─── Text excerpt

Perhaps the largest, and certainly the most iconic, coming-together of these hippies occurred on January 14th, 1967, in the Polo Fields of Golden Gate Park, for a massive, flamboyant, acid-fueled “Human Be-In” — a play on words stemming from the sit-ins of the Civil Rights Movement and the love-ins of the anti-war movement. The date for this “Gathering of Tribes” had been chosen carefully, thanks to its astrological import, by Gavin Arthur. An astrologer, sexologist, and bisexual man — who according to legend had once bedded both Neal Cassady and Edward Carpenter — Arthur himself became a key proponent of free love and the gay liberation movement. As a writer, he penned The Circle of Sex, and he publicized the Be-In through articles in a short-lived hippie newspaper called the San Francisco Oracle.
Many if not most of the key figures who spoke to the crowd that day would today be considered somewhere along the queer spectrum. (Although, whether they would identify themselves that way is another question — many people we’ve interviewed for Out of Site: Haight-Ashbury decry the notion of identifying themselves at all, choosing instead to revel in the dissolving categories of free love and open sexuality. Regardless, many of these people had lovers who shared their gender identity). Ginsberg addressed the crowd, along with Alan Watts, Timothy Leary, Jerry Rubin, Gary Snyder, Michael McClure, comedian Dick Gregory, and Lawrence Ferlinghetti. All the hip Bay Area bands played: Jefferson Airplane, Big Brother and the Holding Company (featuring Janis Joplin), Quicksilver Messenger Service, and, of course, the Grateful Dead — during whose set a skydiver landed amongst the crowd in the Polo Fields. Lenore Kandel also took the stage, a poet and author of the infamous Love Book, for which she, too, was tried in court for indecency, over the book’s overt portrayal of female eroticism and gratuitous use of the word fuck — which, coming from a woman author, was basically as big of an infraction.

──────
─── Material provided

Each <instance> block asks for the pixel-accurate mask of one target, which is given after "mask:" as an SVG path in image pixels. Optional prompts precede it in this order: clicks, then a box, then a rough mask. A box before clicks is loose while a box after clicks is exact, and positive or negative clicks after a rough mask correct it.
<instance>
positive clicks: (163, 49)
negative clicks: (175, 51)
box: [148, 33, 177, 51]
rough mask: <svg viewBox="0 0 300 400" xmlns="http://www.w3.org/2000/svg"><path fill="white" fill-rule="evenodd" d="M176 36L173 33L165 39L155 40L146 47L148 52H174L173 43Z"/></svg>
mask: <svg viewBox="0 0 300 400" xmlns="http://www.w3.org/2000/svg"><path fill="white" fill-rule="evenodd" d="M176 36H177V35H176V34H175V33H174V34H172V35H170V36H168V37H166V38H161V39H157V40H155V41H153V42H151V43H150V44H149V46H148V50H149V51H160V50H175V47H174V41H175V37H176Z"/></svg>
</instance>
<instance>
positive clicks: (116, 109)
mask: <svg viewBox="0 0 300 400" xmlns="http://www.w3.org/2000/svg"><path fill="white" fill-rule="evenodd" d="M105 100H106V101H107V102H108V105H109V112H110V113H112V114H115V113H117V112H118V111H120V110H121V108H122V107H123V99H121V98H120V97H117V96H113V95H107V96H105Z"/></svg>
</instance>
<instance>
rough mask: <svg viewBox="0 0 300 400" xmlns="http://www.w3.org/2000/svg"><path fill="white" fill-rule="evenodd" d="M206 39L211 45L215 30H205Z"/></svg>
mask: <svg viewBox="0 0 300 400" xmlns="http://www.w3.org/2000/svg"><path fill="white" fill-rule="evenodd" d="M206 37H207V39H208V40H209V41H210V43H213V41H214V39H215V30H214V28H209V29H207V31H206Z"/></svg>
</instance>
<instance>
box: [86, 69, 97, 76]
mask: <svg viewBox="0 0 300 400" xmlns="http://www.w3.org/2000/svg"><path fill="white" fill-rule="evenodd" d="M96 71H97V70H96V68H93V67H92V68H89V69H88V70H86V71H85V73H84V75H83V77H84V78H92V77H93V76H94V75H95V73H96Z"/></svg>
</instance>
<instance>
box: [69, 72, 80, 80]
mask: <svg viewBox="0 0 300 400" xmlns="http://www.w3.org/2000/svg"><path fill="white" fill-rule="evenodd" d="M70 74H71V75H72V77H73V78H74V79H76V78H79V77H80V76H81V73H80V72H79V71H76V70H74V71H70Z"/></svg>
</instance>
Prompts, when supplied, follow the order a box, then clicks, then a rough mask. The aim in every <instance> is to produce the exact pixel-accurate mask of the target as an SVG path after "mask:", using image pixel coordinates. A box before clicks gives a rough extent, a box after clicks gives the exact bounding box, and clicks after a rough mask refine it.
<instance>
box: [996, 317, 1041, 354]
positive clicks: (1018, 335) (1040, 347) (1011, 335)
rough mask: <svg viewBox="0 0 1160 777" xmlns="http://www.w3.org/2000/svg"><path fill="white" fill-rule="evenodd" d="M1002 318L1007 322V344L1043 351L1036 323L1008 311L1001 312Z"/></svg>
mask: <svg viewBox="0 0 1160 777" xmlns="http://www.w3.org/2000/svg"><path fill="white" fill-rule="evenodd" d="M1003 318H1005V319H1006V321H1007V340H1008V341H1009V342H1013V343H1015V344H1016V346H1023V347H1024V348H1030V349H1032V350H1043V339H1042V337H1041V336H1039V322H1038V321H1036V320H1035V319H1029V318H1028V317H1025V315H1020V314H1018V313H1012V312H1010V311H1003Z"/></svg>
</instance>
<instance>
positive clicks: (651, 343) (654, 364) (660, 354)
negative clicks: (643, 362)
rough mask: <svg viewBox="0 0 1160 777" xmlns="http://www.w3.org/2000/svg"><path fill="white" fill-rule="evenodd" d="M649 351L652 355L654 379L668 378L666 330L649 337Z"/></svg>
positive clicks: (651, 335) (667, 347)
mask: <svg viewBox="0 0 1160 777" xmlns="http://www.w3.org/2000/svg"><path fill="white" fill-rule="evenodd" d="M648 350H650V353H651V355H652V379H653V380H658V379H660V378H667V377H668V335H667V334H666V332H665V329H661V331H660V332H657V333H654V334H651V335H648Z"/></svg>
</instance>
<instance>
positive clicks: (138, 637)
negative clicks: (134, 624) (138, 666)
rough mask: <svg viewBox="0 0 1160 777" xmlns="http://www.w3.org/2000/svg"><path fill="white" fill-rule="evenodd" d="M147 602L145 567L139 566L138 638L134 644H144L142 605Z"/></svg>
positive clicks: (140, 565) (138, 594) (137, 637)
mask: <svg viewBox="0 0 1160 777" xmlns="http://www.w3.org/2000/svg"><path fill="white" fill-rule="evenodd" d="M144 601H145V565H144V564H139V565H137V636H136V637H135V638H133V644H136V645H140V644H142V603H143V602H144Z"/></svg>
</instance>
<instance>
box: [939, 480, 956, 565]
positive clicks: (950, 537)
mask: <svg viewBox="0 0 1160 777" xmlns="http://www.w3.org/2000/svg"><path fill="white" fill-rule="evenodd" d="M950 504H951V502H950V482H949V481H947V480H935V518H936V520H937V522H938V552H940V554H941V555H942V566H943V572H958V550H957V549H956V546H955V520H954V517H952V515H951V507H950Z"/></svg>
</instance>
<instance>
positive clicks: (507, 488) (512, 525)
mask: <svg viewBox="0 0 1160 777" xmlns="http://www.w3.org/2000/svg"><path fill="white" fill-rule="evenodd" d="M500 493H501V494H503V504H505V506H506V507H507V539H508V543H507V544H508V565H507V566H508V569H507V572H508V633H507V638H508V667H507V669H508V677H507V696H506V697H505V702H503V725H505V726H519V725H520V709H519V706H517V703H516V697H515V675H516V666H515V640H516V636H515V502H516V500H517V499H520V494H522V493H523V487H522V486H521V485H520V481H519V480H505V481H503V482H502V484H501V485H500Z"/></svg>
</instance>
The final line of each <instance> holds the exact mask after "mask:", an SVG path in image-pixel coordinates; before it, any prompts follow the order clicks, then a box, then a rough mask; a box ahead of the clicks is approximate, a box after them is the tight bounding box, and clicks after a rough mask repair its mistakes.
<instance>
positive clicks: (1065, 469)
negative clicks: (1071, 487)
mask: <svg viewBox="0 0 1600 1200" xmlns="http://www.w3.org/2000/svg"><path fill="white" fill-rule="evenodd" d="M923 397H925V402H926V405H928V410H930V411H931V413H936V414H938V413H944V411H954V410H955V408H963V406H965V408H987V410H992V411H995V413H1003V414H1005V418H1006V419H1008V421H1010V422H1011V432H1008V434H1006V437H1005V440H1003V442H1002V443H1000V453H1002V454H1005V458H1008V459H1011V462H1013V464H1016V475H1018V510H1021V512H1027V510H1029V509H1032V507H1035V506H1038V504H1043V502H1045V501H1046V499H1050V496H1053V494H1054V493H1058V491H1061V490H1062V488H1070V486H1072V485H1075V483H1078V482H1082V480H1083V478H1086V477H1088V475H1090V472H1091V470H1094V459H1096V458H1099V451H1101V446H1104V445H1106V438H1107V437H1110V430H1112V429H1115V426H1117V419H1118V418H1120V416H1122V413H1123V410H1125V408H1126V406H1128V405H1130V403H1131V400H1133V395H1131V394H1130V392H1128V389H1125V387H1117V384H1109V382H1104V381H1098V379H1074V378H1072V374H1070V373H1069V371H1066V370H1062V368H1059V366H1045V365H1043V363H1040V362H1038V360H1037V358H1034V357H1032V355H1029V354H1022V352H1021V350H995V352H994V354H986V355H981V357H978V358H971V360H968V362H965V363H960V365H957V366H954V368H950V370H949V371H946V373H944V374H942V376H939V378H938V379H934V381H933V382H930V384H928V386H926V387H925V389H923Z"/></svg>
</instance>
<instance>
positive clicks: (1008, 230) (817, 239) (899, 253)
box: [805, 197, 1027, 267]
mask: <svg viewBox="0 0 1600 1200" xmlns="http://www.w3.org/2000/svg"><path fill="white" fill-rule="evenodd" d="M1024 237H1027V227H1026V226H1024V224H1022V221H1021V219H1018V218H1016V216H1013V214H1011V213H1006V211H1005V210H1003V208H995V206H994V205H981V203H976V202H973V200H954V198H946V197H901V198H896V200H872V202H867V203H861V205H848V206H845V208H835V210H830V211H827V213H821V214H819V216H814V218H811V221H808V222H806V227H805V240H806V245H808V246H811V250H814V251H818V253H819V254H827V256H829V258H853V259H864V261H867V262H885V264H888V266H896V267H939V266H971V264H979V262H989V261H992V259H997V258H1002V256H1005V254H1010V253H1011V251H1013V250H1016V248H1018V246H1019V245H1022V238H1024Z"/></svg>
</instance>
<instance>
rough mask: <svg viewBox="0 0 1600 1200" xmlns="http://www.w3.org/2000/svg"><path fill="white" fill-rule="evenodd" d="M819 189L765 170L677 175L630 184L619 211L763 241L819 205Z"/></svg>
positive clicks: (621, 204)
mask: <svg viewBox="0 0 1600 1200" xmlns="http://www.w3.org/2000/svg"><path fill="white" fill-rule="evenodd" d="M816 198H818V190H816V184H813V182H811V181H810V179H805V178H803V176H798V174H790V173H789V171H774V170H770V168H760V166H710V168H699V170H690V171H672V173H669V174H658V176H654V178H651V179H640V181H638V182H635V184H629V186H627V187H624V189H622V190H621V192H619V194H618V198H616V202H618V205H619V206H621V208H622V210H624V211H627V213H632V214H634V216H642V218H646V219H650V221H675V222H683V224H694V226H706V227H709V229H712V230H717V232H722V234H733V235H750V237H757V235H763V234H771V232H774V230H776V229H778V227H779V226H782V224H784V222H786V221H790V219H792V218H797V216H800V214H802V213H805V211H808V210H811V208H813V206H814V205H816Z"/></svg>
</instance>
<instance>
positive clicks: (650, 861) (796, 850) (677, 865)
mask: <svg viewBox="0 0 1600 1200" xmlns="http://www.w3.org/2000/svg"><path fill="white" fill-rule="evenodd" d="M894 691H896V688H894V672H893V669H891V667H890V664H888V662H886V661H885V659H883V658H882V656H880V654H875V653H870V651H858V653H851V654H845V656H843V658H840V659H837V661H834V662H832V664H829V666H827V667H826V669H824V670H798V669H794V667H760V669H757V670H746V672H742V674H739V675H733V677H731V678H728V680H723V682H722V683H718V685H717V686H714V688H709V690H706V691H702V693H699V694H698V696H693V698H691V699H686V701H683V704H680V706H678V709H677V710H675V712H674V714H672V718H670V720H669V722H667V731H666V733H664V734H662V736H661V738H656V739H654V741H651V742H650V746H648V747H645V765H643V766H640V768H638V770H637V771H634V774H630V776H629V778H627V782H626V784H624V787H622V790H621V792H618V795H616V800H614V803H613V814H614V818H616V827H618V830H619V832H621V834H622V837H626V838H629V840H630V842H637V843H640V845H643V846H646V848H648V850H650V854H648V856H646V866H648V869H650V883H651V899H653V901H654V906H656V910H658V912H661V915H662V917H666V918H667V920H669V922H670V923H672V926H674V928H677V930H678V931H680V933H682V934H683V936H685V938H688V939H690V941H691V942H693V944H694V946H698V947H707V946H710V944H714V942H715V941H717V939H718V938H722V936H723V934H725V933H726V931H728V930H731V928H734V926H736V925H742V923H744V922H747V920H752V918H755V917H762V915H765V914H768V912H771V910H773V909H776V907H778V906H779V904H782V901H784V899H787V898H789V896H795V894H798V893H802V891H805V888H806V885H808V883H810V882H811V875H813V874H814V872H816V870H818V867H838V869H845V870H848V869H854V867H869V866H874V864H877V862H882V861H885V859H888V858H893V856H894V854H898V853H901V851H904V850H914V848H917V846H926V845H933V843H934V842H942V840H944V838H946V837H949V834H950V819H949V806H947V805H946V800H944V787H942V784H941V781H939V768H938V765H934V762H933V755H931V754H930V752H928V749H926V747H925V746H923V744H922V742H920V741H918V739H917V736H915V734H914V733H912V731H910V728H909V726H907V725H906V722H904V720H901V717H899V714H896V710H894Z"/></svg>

──────

**What to do**
1. Please extract the part of the Human Be-In passage between "Perhaps the largest, and" and "San Francisco Oracle.", inclusive.
2. In the Human Be-In passage, who chose the date for the "Gathering of Tribes," and on what basis?
Rely only on the Human Be-In passage, not on the records.

**Solutions to the tasks**
1.
Perhaps the largest, and certainly the most iconic, coming-together of these hippies occurred on January 14th, 1967, in the Polo Fields of Golden Gate Park, for a massive, flamboyant, acid-fueled “Human Be-In” — a play on words stemming from the sit-ins of the Civil Rights Movement and the love-ins of the anti-war movement. The date for this “Gathering of Tribes” had been chosen carefully, thanks to its astrological import, by Gavin Arthur. An astrologer, sexologist, and bisexual man — who according to legend had once bedded both Neal Cassady and Edward Carpenter — Arthur himself became a key proponent of free love and the gay liberation movement. As a writer, he penned The Circle of Sex, and he publicized the Be-In through articles in a short-lived hippie newspaper called the San Francisco Oracle.

2. Gavin Arthur chose it for its astrological import.